Records excerpted from a collection:
● ● ●

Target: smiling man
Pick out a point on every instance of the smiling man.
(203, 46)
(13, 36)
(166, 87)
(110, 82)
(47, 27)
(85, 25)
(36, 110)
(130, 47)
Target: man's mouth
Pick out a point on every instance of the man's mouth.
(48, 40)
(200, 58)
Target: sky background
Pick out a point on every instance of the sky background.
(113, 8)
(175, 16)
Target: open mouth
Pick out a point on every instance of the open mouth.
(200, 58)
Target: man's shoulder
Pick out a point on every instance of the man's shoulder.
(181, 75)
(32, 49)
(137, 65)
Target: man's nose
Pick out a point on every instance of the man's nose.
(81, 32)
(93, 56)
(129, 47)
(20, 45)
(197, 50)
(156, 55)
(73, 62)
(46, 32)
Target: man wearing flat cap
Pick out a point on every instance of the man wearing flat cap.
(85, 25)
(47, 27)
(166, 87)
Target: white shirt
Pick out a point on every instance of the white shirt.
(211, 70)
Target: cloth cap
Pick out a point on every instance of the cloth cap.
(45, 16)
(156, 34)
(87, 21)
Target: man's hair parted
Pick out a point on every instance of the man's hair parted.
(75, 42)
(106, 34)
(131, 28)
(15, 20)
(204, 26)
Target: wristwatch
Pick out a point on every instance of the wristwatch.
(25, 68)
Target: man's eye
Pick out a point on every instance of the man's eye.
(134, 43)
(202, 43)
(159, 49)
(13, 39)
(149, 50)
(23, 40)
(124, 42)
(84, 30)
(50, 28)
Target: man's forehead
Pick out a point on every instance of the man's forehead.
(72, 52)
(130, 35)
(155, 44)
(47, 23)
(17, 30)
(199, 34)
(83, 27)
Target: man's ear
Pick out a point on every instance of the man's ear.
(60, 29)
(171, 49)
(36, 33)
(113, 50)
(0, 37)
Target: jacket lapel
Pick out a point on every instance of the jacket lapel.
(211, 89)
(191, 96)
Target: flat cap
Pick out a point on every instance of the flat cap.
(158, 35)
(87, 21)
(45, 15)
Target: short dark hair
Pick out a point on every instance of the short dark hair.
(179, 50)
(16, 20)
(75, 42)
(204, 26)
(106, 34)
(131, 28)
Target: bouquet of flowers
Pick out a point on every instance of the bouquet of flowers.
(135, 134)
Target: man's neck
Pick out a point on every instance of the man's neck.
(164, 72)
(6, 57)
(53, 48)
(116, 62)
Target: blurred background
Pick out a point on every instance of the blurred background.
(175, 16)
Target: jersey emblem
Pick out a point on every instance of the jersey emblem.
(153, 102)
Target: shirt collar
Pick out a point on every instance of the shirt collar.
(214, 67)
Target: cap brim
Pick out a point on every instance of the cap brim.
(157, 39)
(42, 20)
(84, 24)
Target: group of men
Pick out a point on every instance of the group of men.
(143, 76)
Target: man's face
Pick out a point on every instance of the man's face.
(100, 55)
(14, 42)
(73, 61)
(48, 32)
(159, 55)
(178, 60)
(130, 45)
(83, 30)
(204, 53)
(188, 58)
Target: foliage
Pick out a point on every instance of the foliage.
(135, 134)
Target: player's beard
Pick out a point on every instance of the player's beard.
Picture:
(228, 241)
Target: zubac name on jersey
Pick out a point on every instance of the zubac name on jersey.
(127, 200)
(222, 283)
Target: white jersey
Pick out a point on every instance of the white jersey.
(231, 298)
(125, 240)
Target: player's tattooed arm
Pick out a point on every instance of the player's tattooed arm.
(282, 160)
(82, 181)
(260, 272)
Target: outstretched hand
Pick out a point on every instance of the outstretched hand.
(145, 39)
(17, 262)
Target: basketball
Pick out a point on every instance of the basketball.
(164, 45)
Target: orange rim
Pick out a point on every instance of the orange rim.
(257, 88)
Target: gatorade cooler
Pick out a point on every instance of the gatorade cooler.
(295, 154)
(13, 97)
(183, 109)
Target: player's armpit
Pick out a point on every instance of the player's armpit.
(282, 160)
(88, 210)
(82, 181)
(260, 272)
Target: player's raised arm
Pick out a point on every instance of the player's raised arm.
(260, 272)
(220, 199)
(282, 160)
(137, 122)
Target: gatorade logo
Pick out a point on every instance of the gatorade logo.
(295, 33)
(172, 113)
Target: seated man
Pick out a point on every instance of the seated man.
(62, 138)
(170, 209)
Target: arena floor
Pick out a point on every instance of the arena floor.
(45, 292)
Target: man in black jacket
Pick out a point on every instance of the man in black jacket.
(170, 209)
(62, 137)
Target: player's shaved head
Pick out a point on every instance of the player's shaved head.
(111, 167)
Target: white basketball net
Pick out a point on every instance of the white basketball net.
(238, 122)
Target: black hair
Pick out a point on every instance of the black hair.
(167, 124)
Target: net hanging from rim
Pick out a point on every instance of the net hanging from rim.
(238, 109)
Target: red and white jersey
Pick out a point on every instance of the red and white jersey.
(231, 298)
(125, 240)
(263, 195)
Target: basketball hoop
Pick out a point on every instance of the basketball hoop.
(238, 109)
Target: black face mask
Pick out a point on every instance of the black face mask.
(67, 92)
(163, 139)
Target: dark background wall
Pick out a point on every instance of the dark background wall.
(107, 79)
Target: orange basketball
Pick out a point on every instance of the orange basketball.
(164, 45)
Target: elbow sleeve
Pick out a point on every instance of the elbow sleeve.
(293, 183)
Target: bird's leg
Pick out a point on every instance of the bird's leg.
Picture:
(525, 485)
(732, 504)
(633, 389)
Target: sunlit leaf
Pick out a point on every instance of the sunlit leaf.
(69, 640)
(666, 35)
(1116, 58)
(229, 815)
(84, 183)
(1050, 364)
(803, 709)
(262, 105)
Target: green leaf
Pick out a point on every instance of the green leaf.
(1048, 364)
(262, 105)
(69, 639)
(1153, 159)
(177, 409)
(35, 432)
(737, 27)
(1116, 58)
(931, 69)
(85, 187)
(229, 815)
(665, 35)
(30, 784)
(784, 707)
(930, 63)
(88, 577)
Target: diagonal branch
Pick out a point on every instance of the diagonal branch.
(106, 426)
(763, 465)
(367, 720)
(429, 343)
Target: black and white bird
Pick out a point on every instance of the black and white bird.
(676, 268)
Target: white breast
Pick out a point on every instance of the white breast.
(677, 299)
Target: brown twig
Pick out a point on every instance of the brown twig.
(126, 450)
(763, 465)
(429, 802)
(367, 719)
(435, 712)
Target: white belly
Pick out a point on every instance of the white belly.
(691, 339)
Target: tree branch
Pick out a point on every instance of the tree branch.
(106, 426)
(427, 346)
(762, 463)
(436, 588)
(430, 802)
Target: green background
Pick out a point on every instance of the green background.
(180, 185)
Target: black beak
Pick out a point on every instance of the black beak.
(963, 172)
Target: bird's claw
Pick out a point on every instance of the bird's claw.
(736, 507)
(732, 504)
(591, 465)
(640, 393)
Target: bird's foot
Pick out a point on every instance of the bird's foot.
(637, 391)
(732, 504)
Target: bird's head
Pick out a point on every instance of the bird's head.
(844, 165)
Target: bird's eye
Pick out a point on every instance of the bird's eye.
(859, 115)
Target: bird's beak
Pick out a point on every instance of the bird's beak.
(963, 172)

● ● ●

Given exercise =
All the data must be duplicated exactly, with nothing added or removed.

Solution =
Target: smiling man
Pick out a point on every instance of the smiling man.
(203, 46)
(13, 36)
(166, 87)
(110, 82)
(47, 27)
(85, 25)
(36, 110)
(130, 47)
Target: man's mouth
Pick out a point on every instance of the man's mouth.
(48, 40)
(200, 58)
Target: sky background
Pick out a point on every instance of the sky background.
(113, 8)
(175, 16)
Target: open mouth
Pick out a point on every instance of the open mouth.
(200, 58)
Target: man's shoulder
Pick out a point on every instance of the man's shoulder.
(181, 75)
(32, 49)
(137, 65)
Target: man's nose
Pick out a point on every instance of the man's nose.
(81, 32)
(93, 56)
(129, 47)
(20, 45)
(197, 50)
(156, 55)
(73, 62)
(46, 32)
Target: man wearing flat cap
Pick out a point on every instance of the man wearing flat cap.
(85, 25)
(47, 27)
(166, 87)
Target: white shirt
Pick out a point on every instance of the white shirt.
(211, 70)
Target: cloth cap
Pick out a point on every instance of the cloth cap.
(45, 16)
(156, 34)
(87, 21)
Target: man's hair parted
Pick out a point on every instance of the man's hair parted.
(75, 42)
(106, 34)
(131, 28)
(15, 20)
(204, 26)
Target: wristwatch
Pick out a point on every instance of the wristwatch.
(25, 68)
Target: man's eye
Pick out a point on every instance of the man's eye.
(134, 43)
(202, 43)
(159, 49)
(13, 39)
(149, 50)
(23, 40)
(124, 42)
(84, 30)
(50, 28)
Target: man's forehead
Pick out a point on every instance of the man's forehead.
(72, 52)
(130, 35)
(155, 44)
(47, 23)
(17, 30)
(199, 34)
(83, 27)
Target: man's ear
Pick out a point on every instance of the man's ear.
(60, 29)
(171, 49)
(36, 33)
(113, 50)
(0, 37)
Target: jacket lapel
Pick out a point on every instance of the jacket lapel.
(211, 89)
(191, 96)
Target: flat cap
Pick out a point on every instance of the flat cap.
(158, 35)
(87, 21)
(45, 15)
Target: short dark hair
Pick out a point on every instance of the short dark hair.
(179, 50)
(16, 20)
(75, 42)
(204, 26)
(106, 34)
(131, 28)
Target: bouquet of flowers
Pick out a point on every instance of the bouquet of flowers.
(135, 134)
Target: man's neck
Pick out a point on every instance of the man's neck.
(164, 72)
(6, 57)
(53, 48)
(116, 62)
Target: blurred background
Pick out a point on every instance of the blurred background.
(175, 16)
Target: jersey emblem
Pick out a point on every instance of the jersey emblem.
(153, 102)
Target: shirt collar
Pick out a point on every instance of the shirt collar.
(214, 67)
Target: cap brim
Pick out a point on every instance of the cap brim.
(157, 39)
(42, 20)
(84, 24)
Target: group of men
Pick out a point on every instance of the group of men.
(143, 76)
Target: man's face
Pick out a point on every instance of the man's face.
(100, 55)
(14, 42)
(73, 61)
(48, 32)
(159, 55)
(178, 60)
(130, 45)
(83, 30)
(204, 53)
(188, 58)
Target: foliage
Pick out a point on every instance of the foliage.
(135, 134)
Target: player's beard
Pick out a point on every instance of the player's beard.
Picture:
(228, 241)
Target: zubac name on jersey
Pick out a point on every instance of the zubac name on jersey.
(127, 200)
(222, 283)
Target: white jersey
Pick out a point on every instance of the white jersey.
(231, 298)
(125, 240)
Target: player's tattooed arm
Pick out a point on every instance of the player's tattooed arm.
(282, 160)
(82, 181)
(260, 272)
Target: outstretched hand
Pick out a point on every instance of the outstretched hand.
(145, 39)
(17, 262)
Target: basketball
Pick out a point on every instance of the basketball.
(164, 45)
Target: orange rim
Pick out a point on every instance of the orange rim.
(257, 88)
Target: gatorade cooler
Pick out a point on every instance of the gatorade cooler.
(295, 154)
(13, 97)
(183, 109)
Target: player's armpit
Pick out a point on every instance of the player's armpit.
(282, 160)
(88, 210)
(82, 181)
(260, 272)
Target: player's raised arm
Pick out a point on every instance of the player's raised arm.
(260, 272)
(220, 199)
(282, 160)
(137, 122)
Target: gatorade logo
Pick out a point on every instance of the gatorade logo.
(295, 33)
(172, 113)
Target: seated man
Pick out a point on every instance of the seated man.
(62, 138)
(170, 209)
Target: arena floor
Pick out a point on every instance of the arena floor.
(45, 292)
Target: man in black jacket
Pick out a point on every instance of the man in black jacket.
(170, 209)
(62, 137)
Target: player's shaved head
Pick out a point on every instance of the player's shaved head.
(111, 167)
Target: white basketball net
Pick out a point on every instance of the white basketball net.
(238, 122)
Target: black hair
Pick out a point on every instance of the black hair.
(167, 124)
Target: net hanging from rim
Pick out a point on every instance of the net hanging from rim.
(238, 109)
Target: red and white jersey
Pick out a point on every instance of the red and white jersey.
(231, 298)
(125, 240)
(263, 195)
Target: basketball hoop
Pick out a point on every instance of the basketball hoop.
(238, 109)
Target: black face mask
Pick out a point on every instance of the black face mask.
(67, 92)
(163, 139)
Target: dark background wall
Pick out a point on every instance of the dark background wall.
(107, 79)
Target: orange basketball
Pick out a point on every instance of the orange basketball.
(164, 45)
Target: elbow sleeve
Pick out a point on every instance of the elbow sleeve.
(293, 183)
Target: bird's leg
Pick out a point on every instance of the bird's leg.
Picture:
(525, 485)
(732, 504)
(633, 389)
Target: sunlit leaf
Pick out a point on every instance of the sunlit leaf.
(69, 640)
(666, 35)
(1116, 58)
(229, 815)
(84, 183)
(1050, 364)
(803, 709)
(262, 105)
Target: green leaf
Pick out a point on every instance of the green leaf.
(1048, 364)
(262, 105)
(69, 639)
(1153, 159)
(177, 409)
(35, 432)
(737, 27)
(1116, 58)
(931, 69)
(85, 187)
(229, 815)
(665, 35)
(30, 784)
(784, 707)
(930, 63)
(88, 577)
Target: diagonal branch
Pick out a point on every instance of the diagonal branch.
(106, 426)
(763, 465)
(367, 720)
(429, 343)
Target: black and white bird
Pick out a point on every instance of the black and white bird.
(676, 268)
Target: white breast
Pick out a point on every instance of the white breast.
(677, 299)
Target: brown twig
Pick out a point on every instance of the brown twig.
(126, 450)
(763, 465)
(429, 802)
(367, 719)
(435, 712)
Target: white belly
Pick out a point on every instance of the white belly.
(691, 339)
Target: tree branch
Pick out a point on every instance of the tree branch.
(106, 426)
(427, 346)
(762, 463)
(436, 588)
(430, 802)
Target: green background
Pick out a point on every instance of the green background.
(180, 185)
Target: black beak
Pick out a point on every instance of the black beak.
(963, 172)
Target: bird's claw
Pick out a point on every instance of the bird's claw.
(736, 507)
(732, 504)
(591, 465)
(640, 393)
Target: bird's foot
Pick out a point on every instance of the bird's foot.
(637, 391)
(732, 504)
Target: bird's head
Pick out a point on every instance of the bird's head.
(844, 165)
Target: bird's eye
Pick out a point on every instance of the bird's eye.
(859, 115)
Target: bird's beak
Pick out a point on every instance of the bird's beak.
(963, 172)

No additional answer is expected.